# Required work:
Print the listing in its entirety and exactly, leaving out images.

# Source data:
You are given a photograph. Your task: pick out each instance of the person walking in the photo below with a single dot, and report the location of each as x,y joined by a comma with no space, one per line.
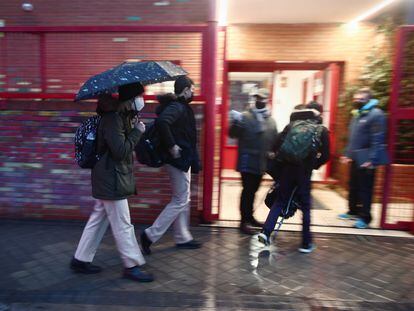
256,132
295,178
365,151
177,128
112,183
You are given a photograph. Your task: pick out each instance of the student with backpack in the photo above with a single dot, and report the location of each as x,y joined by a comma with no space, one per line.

# Response below:
You are given a photograph. Your task: pick out each instance of the person walking in the photo below with a single dot, and report the location of each as x,y joined by a comma with no space, one per line.
256,132
295,178
365,151
177,128
112,183
You are given a photograph. Your task: pick out each instance of the student with backpack in the photo above with a single dot, and report the location of each as x,y joined by a comma with no space, one per line.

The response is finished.